● WRITTEN REQUEST
Copy every entry word for word, but skip the pictures.

● DATASET EXTRACT
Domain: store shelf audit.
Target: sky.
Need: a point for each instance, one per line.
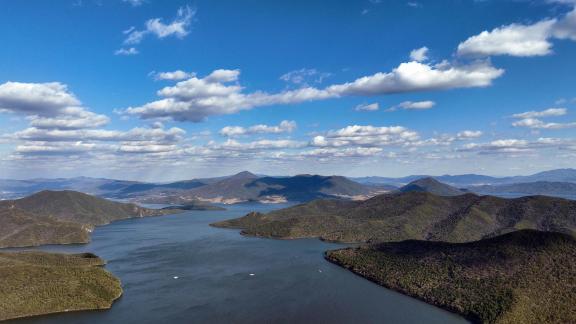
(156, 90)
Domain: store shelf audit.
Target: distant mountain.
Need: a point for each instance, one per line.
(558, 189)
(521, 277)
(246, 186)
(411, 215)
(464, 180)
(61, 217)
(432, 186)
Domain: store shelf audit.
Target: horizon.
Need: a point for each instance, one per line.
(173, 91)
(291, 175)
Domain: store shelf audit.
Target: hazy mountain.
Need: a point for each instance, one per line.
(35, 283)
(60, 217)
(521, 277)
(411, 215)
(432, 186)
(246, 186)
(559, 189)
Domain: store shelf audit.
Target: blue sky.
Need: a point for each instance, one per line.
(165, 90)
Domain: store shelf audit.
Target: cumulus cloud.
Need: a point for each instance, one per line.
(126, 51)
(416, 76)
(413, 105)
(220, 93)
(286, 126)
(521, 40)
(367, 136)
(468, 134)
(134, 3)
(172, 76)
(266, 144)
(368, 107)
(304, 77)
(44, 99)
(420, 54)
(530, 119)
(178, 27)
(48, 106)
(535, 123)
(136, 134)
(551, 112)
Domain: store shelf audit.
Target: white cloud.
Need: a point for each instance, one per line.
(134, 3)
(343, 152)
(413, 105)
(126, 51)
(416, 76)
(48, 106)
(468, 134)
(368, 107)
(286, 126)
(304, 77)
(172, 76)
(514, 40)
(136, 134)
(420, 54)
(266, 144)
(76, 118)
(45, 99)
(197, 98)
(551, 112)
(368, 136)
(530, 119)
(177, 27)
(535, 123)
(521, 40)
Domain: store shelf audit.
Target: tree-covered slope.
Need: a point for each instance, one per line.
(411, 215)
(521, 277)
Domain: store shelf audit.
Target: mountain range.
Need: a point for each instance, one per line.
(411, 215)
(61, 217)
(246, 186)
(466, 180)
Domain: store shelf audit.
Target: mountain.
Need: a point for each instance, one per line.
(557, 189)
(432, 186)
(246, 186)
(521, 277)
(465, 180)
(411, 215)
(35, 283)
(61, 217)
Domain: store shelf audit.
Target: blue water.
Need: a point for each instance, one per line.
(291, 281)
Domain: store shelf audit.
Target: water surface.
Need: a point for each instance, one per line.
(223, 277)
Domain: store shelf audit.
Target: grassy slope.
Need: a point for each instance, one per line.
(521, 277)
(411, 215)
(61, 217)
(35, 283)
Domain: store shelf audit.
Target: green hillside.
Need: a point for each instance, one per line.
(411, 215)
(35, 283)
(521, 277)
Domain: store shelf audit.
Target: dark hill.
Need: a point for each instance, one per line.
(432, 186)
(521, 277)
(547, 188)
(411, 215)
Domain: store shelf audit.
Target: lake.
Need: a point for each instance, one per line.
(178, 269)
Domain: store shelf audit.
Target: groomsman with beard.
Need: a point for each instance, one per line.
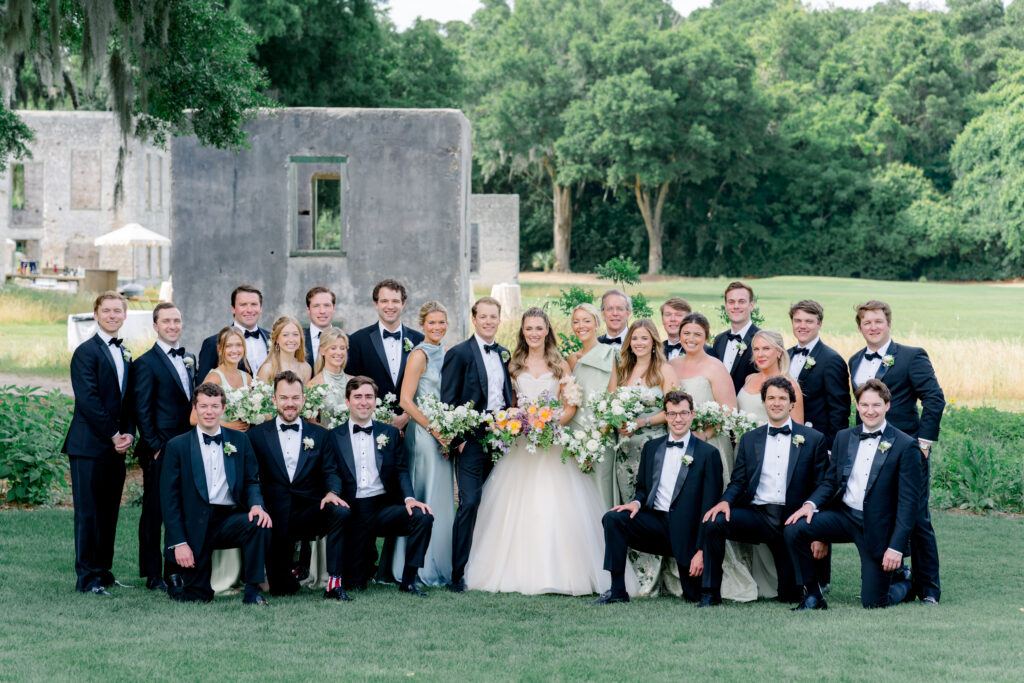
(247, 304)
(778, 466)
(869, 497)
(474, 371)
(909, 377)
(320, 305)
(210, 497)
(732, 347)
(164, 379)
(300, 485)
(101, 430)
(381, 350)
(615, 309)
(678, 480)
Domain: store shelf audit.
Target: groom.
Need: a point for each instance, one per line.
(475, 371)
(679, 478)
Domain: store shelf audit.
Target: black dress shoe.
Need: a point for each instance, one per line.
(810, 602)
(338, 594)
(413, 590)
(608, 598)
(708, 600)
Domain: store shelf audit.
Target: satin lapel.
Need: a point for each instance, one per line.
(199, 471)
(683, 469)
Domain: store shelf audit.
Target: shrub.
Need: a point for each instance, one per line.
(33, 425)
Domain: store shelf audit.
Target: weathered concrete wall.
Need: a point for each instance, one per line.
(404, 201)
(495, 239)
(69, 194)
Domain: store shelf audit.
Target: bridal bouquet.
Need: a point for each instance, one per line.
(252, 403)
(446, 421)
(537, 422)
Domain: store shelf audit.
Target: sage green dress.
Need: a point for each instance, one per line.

● FINISHED TASK
Domain: store shelf audit.
Target: sky.
Need: a point for each instance, one per line.
(156, 90)
Domain: store shelf audit.
Target: distant mountain.
Need: a point for each instance, one per line.
(558, 189)
(521, 277)
(246, 186)
(411, 215)
(464, 180)
(61, 217)
(432, 186)
Domain: store shelf audit.
Target: horizon.
Need: a point for each instance, one per line.
(173, 91)
(291, 175)
Domain: store shelf audit.
Target: hazy mountain.
Need: a point for each instance, one per line.
(35, 283)
(60, 217)
(521, 277)
(411, 215)
(432, 186)
(246, 186)
(559, 189)
Domain: store shelf audit.
Target: blue sky.
Need: a point for each instance, one per line.
(165, 90)
Domain: store shelf audit.
Target: cumulus cloud.
Need: a point for each instance, one per line.
(126, 51)
(416, 76)
(413, 105)
(220, 93)
(286, 126)
(521, 40)
(367, 136)
(468, 134)
(134, 3)
(172, 76)
(266, 144)
(368, 107)
(304, 77)
(44, 99)
(420, 54)
(530, 119)
(178, 27)
(48, 106)
(535, 123)
(136, 134)
(551, 112)
Domain: store shelf audit.
Target: white cloud.
Need: a point for each instance, one per line.
(134, 3)
(343, 152)
(413, 105)
(126, 51)
(416, 76)
(48, 106)
(468, 134)
(368, 107)
(286, 126)
(304, 77)
(172, 76)
(514, 40)
(136, 134)
(420, 54)
(266, 144)
(76, 118)
(45, 99)
(197, 98)
(551, 112)
(368, 136)
(530, 119)
(177, 27)
(535, 123)
(521, 40)
Domain: store shelf audit.
Target: tree-covered slope.
Need: a point for each instance, one per line.
(411, 215)
(521, 277)
Domain: store shelf audit.
Target: mountain range.
Need: a point for each instance, one per line.
(411, 215)
(61, 217)
(246, 186)
(466, 180)
Domain: store shelf audit.
Target: mountain.
Need: a point for each instance, one per line.
(557, 189)
(432, 186)
(246, 186)
(521, 277)
(465, 180)
(411, 215)
(35, 283)
(61, 217)
Domain: store shelf audit.
Target: blue water.
Need: a point for each instance, one per line.
(291, 281)
Domain: store shelf audit.
Target: water surface.
Need: a point for each instance, one per line.
(223, 277)
Domain: store shelf audit.
Target: grassy slope.
Need: a point for each instance, one per line.
(521, 277)
(411, 215)
(61, 217)
(35, 283)
Domain: store shelf audit.
Target: green hillside.
Need: a point for each instance, one per line.
(411, 215)
(35, 283)
(521, 277)
Domain: store shelf audit.
Target: dark hill.
Need: a point for each instance, one per line.
(432, 186)
(521, 277)
(547, 188)
(411, 215)
Domain: store shelf audit.
Target: lake.
Need: a point for each instance, one per line.
(178, 269)
Domain: store shelf audit.
Target: groomsman with beard.
Need: a point for each instance, one per line.
(247, 304)
(778, 466)
(869, 497)
(474, 371)
(909, 377)
(320, 305)
(210, 497)
(732, 347)
(164, 379)
(300, 485)
(101, 430)
(381, 350)
(615, 309)
(678, 480)
Domain: store shelf audit.
Target: groom.
Need: a point for each instance, one per line.
(475, 371)
(679, 478)
Domain: store shelf audit.
Target: black dress shoe.
Need: a point for each instance, one per line.
(810, 602)
(338, 594)
(413, 590)
(608, 598)
(708, 600)
Domain: store shelf audit.
Target: satin lapel.
Need: a point for each instance, one per line.
(199, 471)
(683, 469)
Domain: store shelf audit.
Target: shrub.
Need: a point for each instance, one per line.
(33, 425)
Domain: store shelf audit.
Target: weathered concrete wall.
Need: a point for each instance, one per line.
(404, 201)
(495, 239)
(69, 194)
Domain: store shelf audit.
Target: bridal bouquet.
Need: a point for each instance, one per line.
(252, 403)
(446, 421)
(537, 422)
Domain: store shelf audit.
Target: sage green dress.
Need: a point for each instance, one per line.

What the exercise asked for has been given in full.